Если нет, то ситуация более сложная. При большом желании можно сказать: значит, субстанция – это что-то вроде пасты, ничего неделимого в ней нет. Но в результате полного разрушения (мысленного) всех форм предмета (хотя это процесс бесконечный) останется некоторое количество этой пасты (субстанции), некое кусочно-непрерывное множество точек, на котором можно ввести меру. Т.е. содержанием предмета будет не количество частиц субстанции, а объем субстанции, а объем – тоже величина аддитивная. В принципе можно рассуждать и так. Есть и другие мысленные варианты. Пожалуй, придется все-таки рассмотреть подробно основные модели бесконечно-делимой субстанции. Таких моделей мне известно три:

1.) Кусочно-непрерывная паста, поддающаяся неограниченному делению.

2.) Порошок, содержащий даже в конечном объеме бесконечное количество бесконечно-малых, точечных частичек.

3.) Ступенчатая модель. Субстанция – бесконечная иерархия механических образований. Что-то вроде вложенных друг в друга часовых механизмов. Каждая деталька каждого механизма сама является механизмом, который тоже можно разобрать на детали, и так до бесконечности.

5.2.3.6.1.

––

Пастообразная модель

––

Рассмотрим сначала представление о бесконечно делимой субстанции в виде пасты.

Очевидно, что субстанция распределена в пространстве неравномерно, т.к. есть тела более плотные, а есть более легкие. Вряд ли кто-нибудь станет утверждать, что водород состоит из одной субстанции, углерод из другой, а платина из третьей, более тяжелой. Различная плотность тел может быть следствием только разного соотношения конечных кусочков субстанции и пустот. Т.е. субстанция – это как бы микроскопические галушки, плавающие в пустом пространстве. Эти галушки могут слипаться друг с другом, а могут разделяться на сколь угодно мелкие, но конечные части.
═══
■ **Условия заданий**:
**A.** Ответьте по тексту о субстанции на вопросы:
(i) Сколько моделей бесконечно делимой субстанции названо известными?
(ii) С чем сравнивается субстанция в ступенчатой модели?
(iii) Следствием чего, по тексту, может быть различная плотность тел?
**B.** Перепишите без изменений отрезок текста о субстанции от «1.) Кусочно-непрерывная паста, поддающаяся» до «бесконечно-малых, точечных частичек.».
**C.** Приведите продолжение текста о субстанции, начиная сразу после его последнего предложения.

■ **Записанные данные**:
═══
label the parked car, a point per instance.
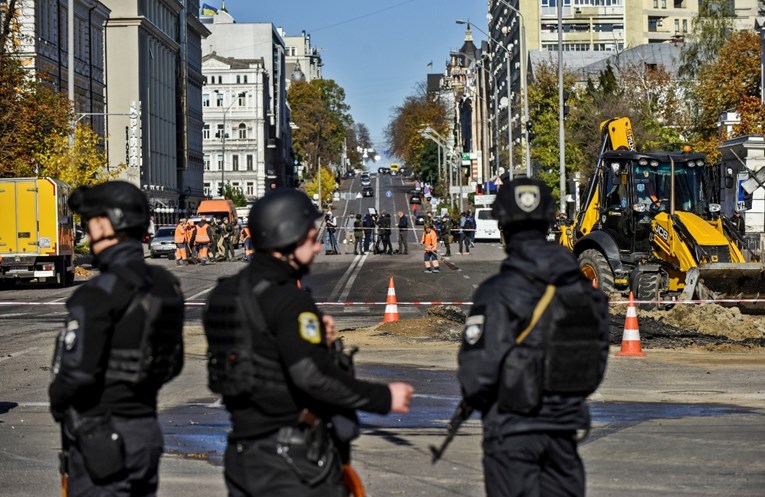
═══
■ **Итоговые ответы**:
**A.**
(i) Три.
(ii) С вложенными друг в друга часовыми механизмами.
(iii) Только разного соотношения конечных кусочков субстанции и пустот.

**B.**
1.) Кусочно-непрерывная паста, поддающаяся неограниченному делению.

2.) Порошок, содержащий даже в конечном объеме бесконечное количество бесконечно-малых, точечных частичек.

**C.**
Главные трудности этой модели:

а.) Интуитивно очевидно, что такие галушки могут быть очень разнообразны по форме и размерам. Между тем набор элементарных частиц очень ограничен.

b.) Допуская бесконечную делимость галушек, приходится допустить, что для описания конечного объема вещества потребуется неограниченно большое (в предельном случае бесконечное) количество информации.

5.2.3.6.2.

––

Ступенчатая модель

––

Эта модель субстанции самая ходовая, и в принципе верная. Например: дерево состоит из волокон, волокна из клеток, клетки из молекул, молекулы из атомов, атомы из элементарных частиц, и т.д. Предполагается, что любая, сколь угодно малая частичка субстанции как-то хитро сконструирована из еще более мелких частичек-деталек, так что в принципе ее можно раздолбать, и при этом рассыпать и рассмотреть ее составные части, а с этими частями тоже обойтись столь же непочтительным образом, и т.д. до бесконечности. У этой модели те же трудности, что и у пастообразной, плюс еще одна: если мысленно довести до логического конца этот процесс разборки, то не останется вообще ничего, даже точечных частичек субстанции, т.к. по предположению любая частичка субстанции – это механизм. Т.е. получается даже не трудность, а полный нонсенс, полное отрицание самого существования субстанции.

5.2.3.7.

––

Резюме о делимости субстанции

––

Итак, подвожу итог. В чем трудность (вернее, несостоятельность) всех моделей бесконечно делимой субстанции?

а.) Эти модели плохо стыкуются с эмпирическими данными. Они предсказывают гораздо большее разнообразие микроскопических частичек вещества, чем наблюдается в физических экспериментах.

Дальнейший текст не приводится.